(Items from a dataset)

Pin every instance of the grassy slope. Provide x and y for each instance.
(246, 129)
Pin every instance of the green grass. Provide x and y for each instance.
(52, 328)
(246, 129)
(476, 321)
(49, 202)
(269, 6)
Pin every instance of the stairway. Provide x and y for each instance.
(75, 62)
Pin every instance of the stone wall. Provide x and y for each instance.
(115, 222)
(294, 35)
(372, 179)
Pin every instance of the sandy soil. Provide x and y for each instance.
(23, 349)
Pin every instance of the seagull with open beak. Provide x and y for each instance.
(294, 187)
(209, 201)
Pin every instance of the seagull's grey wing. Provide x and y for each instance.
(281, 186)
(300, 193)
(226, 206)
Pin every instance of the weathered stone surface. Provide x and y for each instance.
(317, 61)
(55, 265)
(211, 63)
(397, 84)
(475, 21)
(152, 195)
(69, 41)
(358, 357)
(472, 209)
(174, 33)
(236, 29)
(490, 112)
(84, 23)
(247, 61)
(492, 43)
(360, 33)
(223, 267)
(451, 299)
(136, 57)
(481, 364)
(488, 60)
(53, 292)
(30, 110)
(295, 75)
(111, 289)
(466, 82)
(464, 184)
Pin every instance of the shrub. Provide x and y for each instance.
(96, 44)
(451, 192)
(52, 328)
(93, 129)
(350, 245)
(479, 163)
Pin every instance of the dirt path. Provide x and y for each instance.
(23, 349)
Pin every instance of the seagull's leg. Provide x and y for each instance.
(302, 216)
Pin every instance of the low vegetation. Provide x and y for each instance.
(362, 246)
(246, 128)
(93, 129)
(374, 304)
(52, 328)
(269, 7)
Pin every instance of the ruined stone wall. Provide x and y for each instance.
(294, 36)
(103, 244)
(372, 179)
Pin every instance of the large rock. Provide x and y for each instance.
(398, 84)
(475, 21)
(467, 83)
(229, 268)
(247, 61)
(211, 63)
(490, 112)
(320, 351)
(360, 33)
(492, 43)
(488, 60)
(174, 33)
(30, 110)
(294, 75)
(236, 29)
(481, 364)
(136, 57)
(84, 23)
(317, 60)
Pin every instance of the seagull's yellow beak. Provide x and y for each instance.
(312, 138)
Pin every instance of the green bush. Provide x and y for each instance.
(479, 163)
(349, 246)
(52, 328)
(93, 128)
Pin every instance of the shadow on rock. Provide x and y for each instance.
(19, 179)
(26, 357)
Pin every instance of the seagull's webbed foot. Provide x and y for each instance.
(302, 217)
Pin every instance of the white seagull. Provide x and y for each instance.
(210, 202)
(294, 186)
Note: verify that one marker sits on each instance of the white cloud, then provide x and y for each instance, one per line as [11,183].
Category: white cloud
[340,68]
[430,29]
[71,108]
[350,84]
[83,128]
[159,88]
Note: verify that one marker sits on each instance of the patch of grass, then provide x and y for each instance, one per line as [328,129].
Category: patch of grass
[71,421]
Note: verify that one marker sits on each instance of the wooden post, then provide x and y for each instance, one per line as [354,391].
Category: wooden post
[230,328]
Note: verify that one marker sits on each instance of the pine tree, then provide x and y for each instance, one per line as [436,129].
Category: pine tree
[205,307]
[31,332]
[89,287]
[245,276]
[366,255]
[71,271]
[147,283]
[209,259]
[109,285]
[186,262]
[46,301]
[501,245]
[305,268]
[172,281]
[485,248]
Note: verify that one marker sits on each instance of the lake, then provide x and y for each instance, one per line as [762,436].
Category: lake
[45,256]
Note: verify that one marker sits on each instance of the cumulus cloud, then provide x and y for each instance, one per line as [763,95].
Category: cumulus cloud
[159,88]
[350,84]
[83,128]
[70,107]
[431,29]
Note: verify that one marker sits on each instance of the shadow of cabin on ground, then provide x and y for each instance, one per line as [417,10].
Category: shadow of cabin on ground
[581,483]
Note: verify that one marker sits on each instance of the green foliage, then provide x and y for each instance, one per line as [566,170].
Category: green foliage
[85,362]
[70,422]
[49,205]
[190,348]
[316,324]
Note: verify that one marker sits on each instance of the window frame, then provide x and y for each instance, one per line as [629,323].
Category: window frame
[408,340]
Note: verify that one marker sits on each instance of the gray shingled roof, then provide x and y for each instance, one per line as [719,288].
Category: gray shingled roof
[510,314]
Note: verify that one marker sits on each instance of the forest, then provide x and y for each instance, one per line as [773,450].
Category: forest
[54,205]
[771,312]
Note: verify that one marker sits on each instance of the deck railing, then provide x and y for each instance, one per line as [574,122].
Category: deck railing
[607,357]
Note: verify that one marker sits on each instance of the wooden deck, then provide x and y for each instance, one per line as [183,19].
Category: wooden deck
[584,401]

■ Brief: Having gone through the data above, repeat it exactly.

■ Exercise solution:
Pin every instance of the grassy slope. Provide x and y for each instance.
(246, 129)
Pin every instance of the green grass. Provide x and y for each instance.
(52, 328)
(246, 129)
(476, 321)
(49, 202)
(269, 6)
Pin every instance of the stairway. Provide x and y for each instance.
(75, 62)
Pin every instance of the stone wall. Provide x and y for each instance.
(115, 222)
(294, 35)
(372, 179)
Pin every instance of the sandy soil. Provide x and y for each instance.
(23, 349)
Pin every instance of the seagull with open beak. Provide x and y for each instance.
(294, 187)
(209, 201)
Pin every instance of the seagull's grey wing. Provide x and y for each instance.
(281, 186)
(300, 193)
(226, 206)
Pin every instance of the weathered stone surface. Provide x and y for each instance.
(317, 61)
(55, 265)
(211, 63)
(397, 84)
(475, 21)
(152, 195)
(69, 41)
(358, 357)
(472, 209)
(174, 33)
(236, 29)
(490, 112)
(84, 23)
(247, 61)
(492, 43)
(360, 33)
(223, 267)
(451, 299)
(136, 57)
(481, 364)
(488, 60)
(53, 292)
(30, 110)
(295, 75)
(111, 289)
(466, 82)
(464, 184)
Pin every instance of the shrub. Provide x and y for each instance.
(96, 44)
(451, 192)
(52, 328)
(93, 129)
(350, 245)
(479, 163)
Pin every instance of the dirt path. Provide x and y for each instance.
(23, 349)
Pin every instance of the seagull's leg. Provide x and y for each instance.
(302, 216)
Pin every instance of the low vegetation. Provide x and y for each instance.
(362, 246)
(246, 128)
(93, 129)
(374, 304)
(52, 328)
(269, 7)
Pin every instance of the ruined stone wall. Provide x and y for each instance.
(294, 36)
(103, 244)
(372, 179)
Pin every instance of the large rock. Provide x and y for each instance.
(398, 84)
(475, 21)
(467, 83)
(229, 268)
(247, 61)
(211, 63)
(490, 112)
(320, 351)
(360, 33)
(492, 43)
(488, 60)
(174, 33)
(30, 110)
(294, 75)
(236, 29)
(481, 364)
(136, 57)
(84, 23)
(317, 60)
Pin every instance of the seagull's yellow beak. Provide x and y for each instance.
(312, 138)
Pin every instance of the green bush. Provide x and y for each instance.
(479, 163)
(349, 246)
(52, 328)
(93, 128)
Pin every instance of the shadow on rock. Provide x and y for each instance.
(19, 179)
(26, 357)
Pin every instance of the seagull's webbed foot. Provide x and y for each instance.
(302, 217)
Pin every instance of the white seagull. Provide x and y for each instance.
(210, 202)
(294, 186)
Note: verify that one marker sits on each instance of the white cloud, then provide x and y for each instance, one per line as [11,183].
Category: white cloud
[340,68]
[430,29]
[71,108]
[350,84]
[83,128]
[159,88]
Note: verify that one marker sits on each instance of the patch of grass, then provide x and y for each instance, one per line as [328,129].
Category: patch of grass
[71,421]
Note: verify that one marker sits on each instance of the wooden post, then provide x and y for each instance, one per line as [354,391].
Category: wooden post
[230,328]
Note: verify that one marker sits on each instance of the pine tree, then provide x and y for each instance, one per line as [436,129].
Category: pine tree
[205,307]
[31,332]
[89,287]
[245,276]
[366,255]
[71,271]
[147,283]
[209,259]
[109,285]
[186,262]
[46,301]
[501,245]
[305,268]
[172,281]
[485,248]
Note: verify that one marker sits on each instance of the lake, then provide x and y for each instance, one per line as [762,436].
Category: lake
[45,256]
Note: verify that one marker sits on each instance of the cumulus cloud, then provide x and y for each instance, one per line as [763,95].
Category: cumulus cloud
[159,88]
[350,84]
[83,128]
[70,107]
[431,29]
Note: verify that one marker sits on each instance of the shadow of cabin on ground, then provide x and y for each instance, one per line as [417,10].
Category: shadow of cabin on ground
[581,483]
Note: verify that one marker sits on each instance of the green foliage, then provide x and y for each instance, one per line as [566,170].
Category: green foliage
[85,362]
[70,422]
[49,205]
[190,348]
[316,324]
Note: verify that one marker sits on each instance of the window frame, then provide x and y for each instance, one per line as [629,323].
Category: window frame
[408,340]
Note: verify that one marker sits on each instance of the gray shingled roof, then provide x and y for each instance, one per line as [719,288].
Category: gray shingled roof
[510,314]
Note: verify that one marker sits on each instance of the forest, then provide x and y for each instance, one per line as [773,450].
Category: forest
[54,205]
[771,312]
Note: verify that one marker sits on each instance of the deck railing, then provide x and y for each instance, one per line as [574,122].
Category: deck railing
[607,357]
Note: verify that one marker sits on each instance of the wooden deck, then provide x and y for each instance, one per line as [183,19].
Category: wooden deck
[584,401]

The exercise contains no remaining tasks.